> Passage provided:
┌──
I believe that Michael Huemer’s The Problem of Political Authority is the most persuasive defense of market anarchism ever penned. And as someone attracted to market anarchism, I’m proud to recommend it as one of the most excellent representatives of this – often times wacky but always fun and insightful – sliver of the political spectrum.
And yet, I think the book has a serious flaw: it provides no account of the political authority of property rights under market anarchism. What is wanting in many libertarian political theories is the recognition that property rights are coercive and so stand in need of justification to others. Many arguments for state legitimacy begin by emphasizing the need for such justifications. I take most social contract theories (especially the classical versions) to be motivated by this problem. It is one that Huemer never seriously addresses.
As I wrote in my Rousseau post, when we make property claims, including in a market anarchist society, we demand that others refrain from interfering with our use of our (purported) justly acquired property. We typically insist on two claims: (i) that others have a moral duty to respect our property claims and (ii) that we may use coercion to deter or punish violators (and hire someone else to do so, like a private protection agency). In this way, I take it that we insist that property rights have a form of political authority that I will clarify below.
In light of this insistence, I submit the following thesis for your consideration:
If Huemer’s arguments against state political authority succeed, they also undermine the political authority of property rights under market anarchism.
If so, then both states and property institutions under market anarchy lack political authority. That’s a problem, one that gives us reason to take a generic modus tollens to Huemer’s modus ponens for anarchism, and so reject a premise of Huemer’s argument to avoid Huemer’s conclusion. I think the premise to reject is that all social contract theories of political authority fail. While I cannot prove this here, I think that contemporary “justificatory liberal” arguments for (limited) political authority succeed. And they succeed because they show that limited political authority is required in order for us to resolve, in a fair and just manner, disputes between free and equal persons that moral discourse and activity cannot solve by itself. Thus, limited political authority is a kind of benefit rather than a problem.
I. Political Authority and Property Rights
Huemer develops a clear, but deep elaboration of our intuitive understanding of political authority, understood as the authority of states. When a state has political authority, its dictates have five features: 1. Generality, 2. Particularity, 3. Content-Independence, 4. Comprehensiveness, 5. Supremacy (12-13). Briefly, a government has political authority when its dictates apply to all citizens within its territory and when its authority is not tied to the specific content of its laws or commands. Further, a government has political authority when its reach is comprehensive, permitting the regulation of a huge range of activities, and when it dictates are supreme, such that no higher human authority can countermand them.
└──
> Dataset excerpt:
┌──
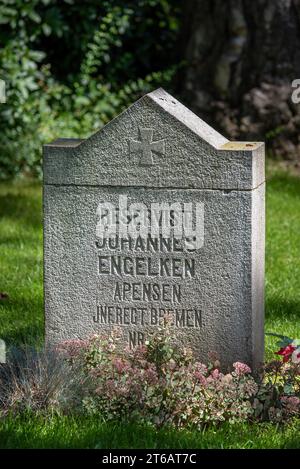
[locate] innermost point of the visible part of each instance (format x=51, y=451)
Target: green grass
x=21, y=320
x=82, y=432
└──
In the post about Huemer's book, what five features do a state's dictates have when it holds political authority? Use only the post about Huemer's book.

Generality, particularity, content-independence, comprehensiveness, and supremacy.